%%
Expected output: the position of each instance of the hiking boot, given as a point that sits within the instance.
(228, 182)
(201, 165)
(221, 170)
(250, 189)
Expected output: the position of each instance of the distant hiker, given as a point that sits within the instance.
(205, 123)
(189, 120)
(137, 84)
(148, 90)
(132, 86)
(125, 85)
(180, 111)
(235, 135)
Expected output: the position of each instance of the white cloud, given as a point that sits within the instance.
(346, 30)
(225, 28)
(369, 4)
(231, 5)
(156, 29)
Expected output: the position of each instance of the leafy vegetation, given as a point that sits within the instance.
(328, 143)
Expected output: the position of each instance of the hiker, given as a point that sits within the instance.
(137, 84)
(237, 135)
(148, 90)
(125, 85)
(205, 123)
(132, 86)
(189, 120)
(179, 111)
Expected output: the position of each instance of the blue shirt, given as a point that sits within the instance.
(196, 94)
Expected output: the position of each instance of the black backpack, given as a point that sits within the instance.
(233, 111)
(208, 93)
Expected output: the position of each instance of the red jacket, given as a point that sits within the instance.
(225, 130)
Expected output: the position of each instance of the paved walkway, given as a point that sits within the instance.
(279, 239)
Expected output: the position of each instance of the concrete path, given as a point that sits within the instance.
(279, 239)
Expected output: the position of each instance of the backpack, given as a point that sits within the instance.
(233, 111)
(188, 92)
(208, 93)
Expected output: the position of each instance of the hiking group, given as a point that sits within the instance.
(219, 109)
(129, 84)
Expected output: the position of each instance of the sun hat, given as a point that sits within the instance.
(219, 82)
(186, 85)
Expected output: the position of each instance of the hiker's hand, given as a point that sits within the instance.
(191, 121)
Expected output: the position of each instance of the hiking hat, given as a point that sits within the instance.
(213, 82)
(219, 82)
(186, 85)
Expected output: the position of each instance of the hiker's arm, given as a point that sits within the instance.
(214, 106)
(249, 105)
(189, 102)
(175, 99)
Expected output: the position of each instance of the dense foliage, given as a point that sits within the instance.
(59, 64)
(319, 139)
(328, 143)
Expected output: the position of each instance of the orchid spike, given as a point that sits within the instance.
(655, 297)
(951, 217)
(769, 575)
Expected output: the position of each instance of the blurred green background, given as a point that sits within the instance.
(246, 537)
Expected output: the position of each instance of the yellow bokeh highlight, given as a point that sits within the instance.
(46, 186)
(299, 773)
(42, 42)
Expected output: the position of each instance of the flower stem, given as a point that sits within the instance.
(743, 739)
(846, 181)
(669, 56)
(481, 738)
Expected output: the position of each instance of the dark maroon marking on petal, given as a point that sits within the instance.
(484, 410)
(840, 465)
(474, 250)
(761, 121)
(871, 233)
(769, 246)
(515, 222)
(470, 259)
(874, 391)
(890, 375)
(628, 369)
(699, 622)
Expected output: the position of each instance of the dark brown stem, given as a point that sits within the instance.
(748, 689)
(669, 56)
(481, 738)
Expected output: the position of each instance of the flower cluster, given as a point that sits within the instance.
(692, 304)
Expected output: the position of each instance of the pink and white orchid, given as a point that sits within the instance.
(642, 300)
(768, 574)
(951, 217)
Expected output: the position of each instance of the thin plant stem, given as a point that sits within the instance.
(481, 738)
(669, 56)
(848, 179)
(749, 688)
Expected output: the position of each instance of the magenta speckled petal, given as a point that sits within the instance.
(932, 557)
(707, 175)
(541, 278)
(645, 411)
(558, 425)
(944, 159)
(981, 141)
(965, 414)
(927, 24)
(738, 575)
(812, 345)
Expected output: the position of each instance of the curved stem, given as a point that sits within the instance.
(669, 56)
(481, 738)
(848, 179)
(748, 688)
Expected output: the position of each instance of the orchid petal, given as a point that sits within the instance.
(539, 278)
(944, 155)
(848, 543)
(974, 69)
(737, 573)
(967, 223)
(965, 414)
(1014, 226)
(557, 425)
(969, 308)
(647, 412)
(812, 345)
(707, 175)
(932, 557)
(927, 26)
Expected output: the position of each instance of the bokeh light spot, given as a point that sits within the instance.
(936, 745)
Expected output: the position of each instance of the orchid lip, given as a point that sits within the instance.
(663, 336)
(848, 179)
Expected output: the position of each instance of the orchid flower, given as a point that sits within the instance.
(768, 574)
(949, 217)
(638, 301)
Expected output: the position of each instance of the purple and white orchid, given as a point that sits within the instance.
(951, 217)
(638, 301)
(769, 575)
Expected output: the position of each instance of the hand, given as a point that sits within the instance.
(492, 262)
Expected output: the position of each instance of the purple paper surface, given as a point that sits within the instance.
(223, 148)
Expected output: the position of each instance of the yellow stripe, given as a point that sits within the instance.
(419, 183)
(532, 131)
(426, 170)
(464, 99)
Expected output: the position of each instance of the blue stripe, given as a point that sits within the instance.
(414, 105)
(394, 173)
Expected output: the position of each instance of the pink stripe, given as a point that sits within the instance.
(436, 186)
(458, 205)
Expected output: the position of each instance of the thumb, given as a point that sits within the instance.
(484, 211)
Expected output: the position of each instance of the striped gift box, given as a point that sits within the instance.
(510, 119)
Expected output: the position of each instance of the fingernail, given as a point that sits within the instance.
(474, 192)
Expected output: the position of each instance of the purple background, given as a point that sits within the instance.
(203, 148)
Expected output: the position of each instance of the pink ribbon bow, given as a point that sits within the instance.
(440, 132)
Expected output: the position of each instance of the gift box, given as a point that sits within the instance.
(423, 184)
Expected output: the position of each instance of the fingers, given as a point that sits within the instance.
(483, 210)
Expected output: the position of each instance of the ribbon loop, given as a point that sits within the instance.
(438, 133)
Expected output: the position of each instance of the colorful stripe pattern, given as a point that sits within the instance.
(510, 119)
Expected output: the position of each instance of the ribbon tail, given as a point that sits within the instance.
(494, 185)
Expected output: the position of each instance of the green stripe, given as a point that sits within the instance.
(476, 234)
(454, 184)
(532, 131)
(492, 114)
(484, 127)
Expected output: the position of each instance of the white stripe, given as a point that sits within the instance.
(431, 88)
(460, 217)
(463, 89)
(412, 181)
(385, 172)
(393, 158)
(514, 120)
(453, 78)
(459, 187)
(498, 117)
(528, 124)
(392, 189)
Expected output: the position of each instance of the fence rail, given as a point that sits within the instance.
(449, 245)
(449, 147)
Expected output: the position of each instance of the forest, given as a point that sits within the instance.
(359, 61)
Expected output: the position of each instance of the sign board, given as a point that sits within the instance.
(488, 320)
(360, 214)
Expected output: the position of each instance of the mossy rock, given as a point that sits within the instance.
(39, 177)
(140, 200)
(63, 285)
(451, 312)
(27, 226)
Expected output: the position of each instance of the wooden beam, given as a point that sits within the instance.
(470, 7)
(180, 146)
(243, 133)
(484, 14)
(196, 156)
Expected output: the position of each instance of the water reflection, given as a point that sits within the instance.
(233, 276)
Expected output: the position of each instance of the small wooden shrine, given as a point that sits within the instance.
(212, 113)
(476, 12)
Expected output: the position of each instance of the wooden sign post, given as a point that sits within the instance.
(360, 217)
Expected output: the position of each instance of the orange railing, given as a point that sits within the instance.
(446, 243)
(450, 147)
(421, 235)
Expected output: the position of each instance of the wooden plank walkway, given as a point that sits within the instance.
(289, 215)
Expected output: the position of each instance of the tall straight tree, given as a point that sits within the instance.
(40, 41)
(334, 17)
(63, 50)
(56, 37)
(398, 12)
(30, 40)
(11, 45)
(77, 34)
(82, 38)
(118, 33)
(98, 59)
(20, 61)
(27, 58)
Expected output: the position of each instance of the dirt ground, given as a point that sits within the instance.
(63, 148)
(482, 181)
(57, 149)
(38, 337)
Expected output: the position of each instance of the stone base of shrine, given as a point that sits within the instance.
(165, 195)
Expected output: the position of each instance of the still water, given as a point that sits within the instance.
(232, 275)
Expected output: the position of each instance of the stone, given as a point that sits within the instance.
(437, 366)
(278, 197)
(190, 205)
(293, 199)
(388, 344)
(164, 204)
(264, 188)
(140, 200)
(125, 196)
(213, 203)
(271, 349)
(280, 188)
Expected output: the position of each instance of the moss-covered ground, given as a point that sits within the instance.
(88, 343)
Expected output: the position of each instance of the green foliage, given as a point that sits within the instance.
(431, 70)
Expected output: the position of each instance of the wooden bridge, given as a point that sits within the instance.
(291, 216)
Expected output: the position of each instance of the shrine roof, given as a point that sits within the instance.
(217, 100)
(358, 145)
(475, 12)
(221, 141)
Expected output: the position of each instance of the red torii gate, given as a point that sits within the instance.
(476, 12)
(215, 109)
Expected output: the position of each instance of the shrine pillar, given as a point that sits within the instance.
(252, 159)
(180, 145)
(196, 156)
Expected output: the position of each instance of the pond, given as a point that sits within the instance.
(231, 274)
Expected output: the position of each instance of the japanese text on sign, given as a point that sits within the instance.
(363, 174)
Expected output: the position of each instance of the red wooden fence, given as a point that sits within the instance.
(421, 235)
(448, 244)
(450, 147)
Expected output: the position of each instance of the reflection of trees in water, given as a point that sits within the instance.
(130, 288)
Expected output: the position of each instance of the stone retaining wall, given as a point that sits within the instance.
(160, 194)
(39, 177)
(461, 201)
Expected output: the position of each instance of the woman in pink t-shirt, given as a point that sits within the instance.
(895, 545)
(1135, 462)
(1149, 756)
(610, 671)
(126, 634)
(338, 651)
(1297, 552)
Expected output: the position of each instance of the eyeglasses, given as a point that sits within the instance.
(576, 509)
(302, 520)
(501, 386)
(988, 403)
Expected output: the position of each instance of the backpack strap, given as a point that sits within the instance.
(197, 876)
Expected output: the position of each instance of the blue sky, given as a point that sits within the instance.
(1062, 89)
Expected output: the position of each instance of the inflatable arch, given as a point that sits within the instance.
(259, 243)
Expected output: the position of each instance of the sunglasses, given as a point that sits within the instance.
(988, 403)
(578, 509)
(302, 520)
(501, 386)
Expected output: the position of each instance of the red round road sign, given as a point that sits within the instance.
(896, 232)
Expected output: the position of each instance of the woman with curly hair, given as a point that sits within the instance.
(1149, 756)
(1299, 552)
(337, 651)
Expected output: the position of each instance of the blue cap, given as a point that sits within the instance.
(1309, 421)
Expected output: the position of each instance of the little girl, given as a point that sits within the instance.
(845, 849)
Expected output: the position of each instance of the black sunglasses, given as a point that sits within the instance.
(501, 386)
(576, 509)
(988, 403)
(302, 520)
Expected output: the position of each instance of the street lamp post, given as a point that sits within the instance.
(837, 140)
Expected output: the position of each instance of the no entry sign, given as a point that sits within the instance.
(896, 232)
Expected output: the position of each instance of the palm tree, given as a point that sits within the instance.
%%
[Do this] Copy out every line from the one containing "Expected output: the position of each instance of the red round" to the end of the material, both ends included.

[Reply to the exercise]
Expected output: the position of each instance of the red round road sign, given as a point that sits within the instance.
(896, 232)
Expected output: the position of each instance of the woman with curly hair, given as a point that sits within the instance.
(1149, 756)
(1299, 552)
(337, 651)
Expected output: the position of each instance of the blue cap, given as a point that sits within the instance.
(1309, 421)
Expected output: the position of each instance of the little girl, given as a point that sits within the instance.
(845, 849)
Expected output: the position of each instance of the black sunglasses, given as a point that sits within the instance.
(501, 386)
(576, 509)
(988, 403)
(302, 520)
Expected output: the position of each instance of the street lamp post, given as a point that sits within the instance.
(837, 140)
Expected output: the position of each instance of the no entry sign, given as a point that sits within the instance.
(896, 232)
Expected output: the position of each instance of the palm tree, given as a point that sits within the instance.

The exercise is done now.